_Aufgabe 1_
Gib den Textauszug zwischen „Im Übrigen hat“ und „in den Weg.“ einschließlich erneut wieder und tausche dabei „Diktator“ gegen „Alleinherrscher“ aus.
_Aufgabe 2_
Übersetze den Satz „Die Weltpresse fürchtet einen Rückfall in dunkle Zeiten.“ aus dem Textauszug ins Englische.
_Aufgabe 3_
Beantworte anhand des Textauszugs die folgenden Fragen:
(a) Welche Zeitung bezeichnet das Urteil als Tiefpunkt in der Geschichte des Supreme Courts?
(b) Für welche Handlungen gilt laut dem US-Höchstgericht eine absolute Immunität?
(c) Wie viele Richter gehören zu dem „Seal Team Six“ auf der Richterbank?

_Textauszug_
+---+

Damit hat das Oberste Gericht zum ersten Mal in der fast 250-jährigen Geschichte der USA dem Präsidenten einen Schutz vor Klagen bescheinigt. Die Weltpresse fürchtet einen Rückfall in dunkle Zeiten.

„Süddeutsche Zeitung“:
Bislang galt in der ältesten Demokratie der Welt das Prinzip, dass niemand über dem Gesetz steht. Mit seinem Urteil vom Montag hat der Supreme Court das zumindest teilweise außer Kraft gesetzt. Solange der US-Präsident in offizieller Mission handelt, kann er sich ab sofort in einer rechtsfreien Zone nach Belieben austoben. Niemand wird ihn dafür vor ein Gericht zerren können.

Warum ist das wichtig?

  • Bei dem Urteil geht es um Trumps Rolle beim Sturm auf das US-Kapitol.
  • Die Folgen sind gravierend. Über allem steht die Grundsatzfrage: Ist ein US-Präsident kraft seines Amtes immun vor Strafverfolgung?
  • Die Antwort: eigentlich immer. Für „offizielle“ Handlungen gilt laut dem US-Höchstgericht eine absolute Immunität.
  • Das Problem: Die Ausnahmen und die Begrifflichkeiten präzisierten die Richter in ihrem Urteilsspruch nicht. 

Im Übrigen hat er angekündigt, im Falle seiner Rückkehr ins Weiße Haus, ein Diktator für einen Tag sein zu wollen. Man darf ihm bekanntlich nicht alles glauben, wer weiß, vielleicht gefällt ihm das dann so gut, dass er das Prinzip auch auf den zweiten und dritten Tag ausweiten möchte. Das Gerichtsurteil vom Montag legt ihm da jedenfalls keine neuen Steine in den Weg.

„Der Spiegel“:
Das Urteil ist ein Tiefpunkt in der Geschichte des Supreme Courts und der amerikanischen Demokratie insgesamt. Der Ex-Präsident hat sein eigenes „Seal Team Six“ auf der Richterbank geschaffen: sechs Richter, die ihm in entscheidenden Fällen zur Seite stehen und ihm helfen, die radikal konservative Version eines Nachtwächterstaats zu verwirklichen.

+---+

_Erfasste Angaben_
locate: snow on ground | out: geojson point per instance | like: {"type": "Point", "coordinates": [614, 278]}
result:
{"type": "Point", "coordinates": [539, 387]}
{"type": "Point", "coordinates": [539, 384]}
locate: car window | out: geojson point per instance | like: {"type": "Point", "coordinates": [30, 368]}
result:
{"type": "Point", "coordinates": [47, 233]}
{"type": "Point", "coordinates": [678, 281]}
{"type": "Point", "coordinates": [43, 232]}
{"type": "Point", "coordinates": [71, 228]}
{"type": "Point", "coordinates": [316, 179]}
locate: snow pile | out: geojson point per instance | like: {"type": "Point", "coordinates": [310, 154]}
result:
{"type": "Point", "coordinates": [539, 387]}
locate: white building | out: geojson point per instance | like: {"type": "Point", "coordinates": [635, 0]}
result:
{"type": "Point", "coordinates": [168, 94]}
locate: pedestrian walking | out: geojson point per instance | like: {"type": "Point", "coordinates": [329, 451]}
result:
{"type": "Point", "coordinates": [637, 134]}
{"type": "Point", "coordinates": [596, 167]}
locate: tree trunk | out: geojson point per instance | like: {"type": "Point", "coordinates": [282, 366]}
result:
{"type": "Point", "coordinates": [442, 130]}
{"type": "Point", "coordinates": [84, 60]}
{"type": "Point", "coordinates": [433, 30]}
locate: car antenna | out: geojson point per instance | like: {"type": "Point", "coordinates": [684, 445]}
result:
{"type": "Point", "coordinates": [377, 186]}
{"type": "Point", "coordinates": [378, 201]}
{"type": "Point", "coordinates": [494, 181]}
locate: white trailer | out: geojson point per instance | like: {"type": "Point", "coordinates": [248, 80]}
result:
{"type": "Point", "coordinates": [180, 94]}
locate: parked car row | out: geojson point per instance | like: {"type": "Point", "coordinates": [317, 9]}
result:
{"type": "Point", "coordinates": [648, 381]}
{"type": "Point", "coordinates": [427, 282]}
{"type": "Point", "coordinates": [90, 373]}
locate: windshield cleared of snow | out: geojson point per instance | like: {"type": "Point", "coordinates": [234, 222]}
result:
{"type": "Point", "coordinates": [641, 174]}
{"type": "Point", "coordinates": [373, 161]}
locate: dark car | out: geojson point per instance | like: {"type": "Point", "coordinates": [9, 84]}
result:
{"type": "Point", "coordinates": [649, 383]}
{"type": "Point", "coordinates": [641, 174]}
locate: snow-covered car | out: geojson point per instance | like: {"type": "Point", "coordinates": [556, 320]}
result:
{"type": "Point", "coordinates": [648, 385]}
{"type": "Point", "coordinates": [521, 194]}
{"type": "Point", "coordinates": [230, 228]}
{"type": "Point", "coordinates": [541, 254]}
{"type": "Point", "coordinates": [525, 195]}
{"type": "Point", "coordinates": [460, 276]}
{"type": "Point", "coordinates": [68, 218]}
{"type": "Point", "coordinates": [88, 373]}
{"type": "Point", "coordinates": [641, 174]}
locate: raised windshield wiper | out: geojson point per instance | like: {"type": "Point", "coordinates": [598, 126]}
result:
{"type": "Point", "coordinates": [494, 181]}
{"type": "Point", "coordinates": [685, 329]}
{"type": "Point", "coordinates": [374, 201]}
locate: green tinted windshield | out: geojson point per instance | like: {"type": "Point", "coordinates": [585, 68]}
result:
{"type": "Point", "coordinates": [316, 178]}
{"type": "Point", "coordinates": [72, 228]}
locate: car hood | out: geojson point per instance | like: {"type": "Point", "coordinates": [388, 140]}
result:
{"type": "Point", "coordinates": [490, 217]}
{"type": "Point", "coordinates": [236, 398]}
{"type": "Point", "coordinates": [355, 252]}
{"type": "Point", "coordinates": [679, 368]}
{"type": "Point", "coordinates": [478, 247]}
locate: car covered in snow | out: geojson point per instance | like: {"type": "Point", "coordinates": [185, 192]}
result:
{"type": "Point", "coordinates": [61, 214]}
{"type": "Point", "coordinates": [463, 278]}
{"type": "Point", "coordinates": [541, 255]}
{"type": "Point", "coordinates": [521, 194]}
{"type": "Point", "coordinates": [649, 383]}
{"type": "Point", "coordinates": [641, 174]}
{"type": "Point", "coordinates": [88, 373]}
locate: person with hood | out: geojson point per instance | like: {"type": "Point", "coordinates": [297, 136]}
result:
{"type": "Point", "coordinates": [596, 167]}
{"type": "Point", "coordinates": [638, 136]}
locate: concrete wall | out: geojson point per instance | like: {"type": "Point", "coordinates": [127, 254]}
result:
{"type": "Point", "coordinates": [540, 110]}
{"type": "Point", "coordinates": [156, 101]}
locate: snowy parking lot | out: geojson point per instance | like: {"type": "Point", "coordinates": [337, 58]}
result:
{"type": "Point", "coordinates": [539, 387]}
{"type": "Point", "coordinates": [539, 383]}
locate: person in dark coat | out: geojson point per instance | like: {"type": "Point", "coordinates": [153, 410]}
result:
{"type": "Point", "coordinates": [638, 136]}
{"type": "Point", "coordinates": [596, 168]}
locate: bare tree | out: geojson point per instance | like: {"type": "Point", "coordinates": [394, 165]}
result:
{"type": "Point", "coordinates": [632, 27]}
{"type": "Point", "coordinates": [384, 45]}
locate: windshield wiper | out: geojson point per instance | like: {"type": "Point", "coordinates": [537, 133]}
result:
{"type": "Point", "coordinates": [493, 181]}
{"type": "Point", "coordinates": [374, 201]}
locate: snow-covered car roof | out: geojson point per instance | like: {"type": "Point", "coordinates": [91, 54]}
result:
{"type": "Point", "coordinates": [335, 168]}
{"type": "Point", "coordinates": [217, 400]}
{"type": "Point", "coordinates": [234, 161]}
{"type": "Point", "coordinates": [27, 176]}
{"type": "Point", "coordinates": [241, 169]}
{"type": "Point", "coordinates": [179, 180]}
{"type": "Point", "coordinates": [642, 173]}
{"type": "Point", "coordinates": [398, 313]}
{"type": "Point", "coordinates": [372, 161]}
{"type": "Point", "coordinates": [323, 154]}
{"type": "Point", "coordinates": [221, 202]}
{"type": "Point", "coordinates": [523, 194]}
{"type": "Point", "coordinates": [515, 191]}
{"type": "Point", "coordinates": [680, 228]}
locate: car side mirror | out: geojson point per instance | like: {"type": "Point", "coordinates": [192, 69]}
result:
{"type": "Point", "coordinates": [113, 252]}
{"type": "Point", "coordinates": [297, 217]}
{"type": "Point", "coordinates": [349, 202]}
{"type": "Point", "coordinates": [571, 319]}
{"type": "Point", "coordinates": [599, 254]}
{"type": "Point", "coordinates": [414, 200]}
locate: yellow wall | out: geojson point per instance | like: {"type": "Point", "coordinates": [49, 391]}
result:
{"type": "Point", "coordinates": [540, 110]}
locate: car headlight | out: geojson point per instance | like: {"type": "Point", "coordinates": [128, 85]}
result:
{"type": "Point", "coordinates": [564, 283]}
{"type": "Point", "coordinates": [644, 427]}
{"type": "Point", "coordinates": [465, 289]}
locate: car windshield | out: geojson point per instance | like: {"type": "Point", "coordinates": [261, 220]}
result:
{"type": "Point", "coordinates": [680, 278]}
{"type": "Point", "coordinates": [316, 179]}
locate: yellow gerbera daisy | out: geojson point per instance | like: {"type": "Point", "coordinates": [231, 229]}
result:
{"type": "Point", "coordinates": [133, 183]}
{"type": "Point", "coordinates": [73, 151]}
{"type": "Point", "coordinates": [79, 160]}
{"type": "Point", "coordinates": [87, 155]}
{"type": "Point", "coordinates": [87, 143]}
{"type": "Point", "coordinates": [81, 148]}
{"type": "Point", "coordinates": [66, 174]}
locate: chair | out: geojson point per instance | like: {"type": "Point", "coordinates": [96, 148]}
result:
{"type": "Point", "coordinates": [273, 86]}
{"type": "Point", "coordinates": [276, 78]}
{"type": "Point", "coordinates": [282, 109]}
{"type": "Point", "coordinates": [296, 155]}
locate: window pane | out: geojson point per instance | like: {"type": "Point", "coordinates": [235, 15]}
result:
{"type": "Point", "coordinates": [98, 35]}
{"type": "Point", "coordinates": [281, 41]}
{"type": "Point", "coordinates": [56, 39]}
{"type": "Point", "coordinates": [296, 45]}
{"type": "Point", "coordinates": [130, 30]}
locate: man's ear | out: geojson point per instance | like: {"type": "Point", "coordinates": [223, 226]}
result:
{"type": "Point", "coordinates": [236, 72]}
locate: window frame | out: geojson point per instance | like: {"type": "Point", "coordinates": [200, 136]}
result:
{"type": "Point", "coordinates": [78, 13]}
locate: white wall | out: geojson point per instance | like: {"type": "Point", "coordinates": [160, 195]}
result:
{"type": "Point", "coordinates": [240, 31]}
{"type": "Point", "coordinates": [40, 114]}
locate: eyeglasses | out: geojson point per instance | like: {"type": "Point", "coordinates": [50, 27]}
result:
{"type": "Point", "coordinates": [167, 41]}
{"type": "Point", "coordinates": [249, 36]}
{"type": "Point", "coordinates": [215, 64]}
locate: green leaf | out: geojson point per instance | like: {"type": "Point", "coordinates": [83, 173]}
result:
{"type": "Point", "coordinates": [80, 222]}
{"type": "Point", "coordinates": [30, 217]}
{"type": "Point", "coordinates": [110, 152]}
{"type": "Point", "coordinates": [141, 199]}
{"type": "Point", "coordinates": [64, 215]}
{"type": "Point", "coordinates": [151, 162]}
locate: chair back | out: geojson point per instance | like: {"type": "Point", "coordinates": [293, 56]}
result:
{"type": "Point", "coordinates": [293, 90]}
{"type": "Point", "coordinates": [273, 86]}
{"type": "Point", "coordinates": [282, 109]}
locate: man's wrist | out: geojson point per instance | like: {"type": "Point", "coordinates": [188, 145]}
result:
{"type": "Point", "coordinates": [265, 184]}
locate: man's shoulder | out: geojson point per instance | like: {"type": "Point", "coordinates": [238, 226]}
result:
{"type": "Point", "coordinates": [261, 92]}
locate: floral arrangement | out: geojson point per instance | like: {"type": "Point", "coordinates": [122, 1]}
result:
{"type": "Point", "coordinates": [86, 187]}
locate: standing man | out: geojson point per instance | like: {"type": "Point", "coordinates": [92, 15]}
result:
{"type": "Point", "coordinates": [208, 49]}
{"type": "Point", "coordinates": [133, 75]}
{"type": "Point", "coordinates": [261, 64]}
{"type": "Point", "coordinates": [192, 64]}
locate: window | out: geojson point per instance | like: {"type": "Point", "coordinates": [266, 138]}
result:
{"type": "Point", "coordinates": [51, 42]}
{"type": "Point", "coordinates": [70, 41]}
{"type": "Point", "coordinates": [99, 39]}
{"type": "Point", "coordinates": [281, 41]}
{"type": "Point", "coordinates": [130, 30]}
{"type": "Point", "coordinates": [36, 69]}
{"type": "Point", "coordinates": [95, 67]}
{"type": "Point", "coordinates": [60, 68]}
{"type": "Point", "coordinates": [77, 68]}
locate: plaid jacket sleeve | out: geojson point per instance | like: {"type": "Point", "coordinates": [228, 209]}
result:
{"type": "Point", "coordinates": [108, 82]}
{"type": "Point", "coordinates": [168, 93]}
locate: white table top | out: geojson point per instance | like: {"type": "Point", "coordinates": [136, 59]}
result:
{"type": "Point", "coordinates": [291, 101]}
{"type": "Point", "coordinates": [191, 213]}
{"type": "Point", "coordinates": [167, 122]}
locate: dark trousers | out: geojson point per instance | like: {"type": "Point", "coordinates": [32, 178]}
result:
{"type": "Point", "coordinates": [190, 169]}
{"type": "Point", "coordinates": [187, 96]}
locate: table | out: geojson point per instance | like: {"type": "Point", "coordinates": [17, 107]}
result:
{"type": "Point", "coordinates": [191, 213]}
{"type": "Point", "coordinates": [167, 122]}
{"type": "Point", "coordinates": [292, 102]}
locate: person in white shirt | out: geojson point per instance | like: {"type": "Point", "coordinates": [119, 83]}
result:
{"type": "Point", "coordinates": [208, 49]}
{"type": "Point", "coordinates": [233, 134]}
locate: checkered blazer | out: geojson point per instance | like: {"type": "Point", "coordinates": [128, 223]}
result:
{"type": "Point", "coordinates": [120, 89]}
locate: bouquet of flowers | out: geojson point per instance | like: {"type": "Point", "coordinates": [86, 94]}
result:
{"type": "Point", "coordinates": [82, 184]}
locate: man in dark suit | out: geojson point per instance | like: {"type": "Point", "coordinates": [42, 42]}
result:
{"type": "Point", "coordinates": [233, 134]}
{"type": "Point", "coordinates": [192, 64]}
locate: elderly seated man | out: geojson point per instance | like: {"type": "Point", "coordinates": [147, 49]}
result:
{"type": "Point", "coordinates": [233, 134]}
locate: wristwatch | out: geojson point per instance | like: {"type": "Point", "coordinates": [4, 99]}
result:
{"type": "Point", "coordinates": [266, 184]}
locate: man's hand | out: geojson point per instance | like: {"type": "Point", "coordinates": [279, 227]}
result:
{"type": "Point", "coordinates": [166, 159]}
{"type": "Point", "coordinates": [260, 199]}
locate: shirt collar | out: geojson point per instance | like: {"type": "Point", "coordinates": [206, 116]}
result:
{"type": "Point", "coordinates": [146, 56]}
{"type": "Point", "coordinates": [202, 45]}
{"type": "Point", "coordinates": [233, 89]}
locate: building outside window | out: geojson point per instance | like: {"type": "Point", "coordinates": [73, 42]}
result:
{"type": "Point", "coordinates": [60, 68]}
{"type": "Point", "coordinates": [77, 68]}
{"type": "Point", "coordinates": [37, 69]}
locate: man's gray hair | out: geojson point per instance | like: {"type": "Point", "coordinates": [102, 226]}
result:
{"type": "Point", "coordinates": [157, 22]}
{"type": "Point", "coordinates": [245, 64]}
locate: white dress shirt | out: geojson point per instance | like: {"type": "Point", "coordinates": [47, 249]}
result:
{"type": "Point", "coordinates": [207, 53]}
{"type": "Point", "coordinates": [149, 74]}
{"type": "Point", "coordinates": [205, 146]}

+---+

_Lösung 1_
Im Übrigen hat er angekündigt, im Falle seiner Rückkehr ins Weiße Haus, ein Alleinherrscher für einen Tag sein zu wollen. Man darf ihm bekanntlich nicht alles glauben, wer weiß, vielleicht gefällt ihm das dann so gut, dass er das Prinzip auch auf den zweiten und dritten Tag ausweiten möchte. Das Gerichtsurteil vom Montag legt ihm da jedenfalls keine neuen Steine in den Weg.

_Lösung 2_
The world press fears a relapse into dark times.

_Lösung 3_
(a) „Der Spiegel“
(b) Für „offizielle“ Handlungen
(c) Sechs Richter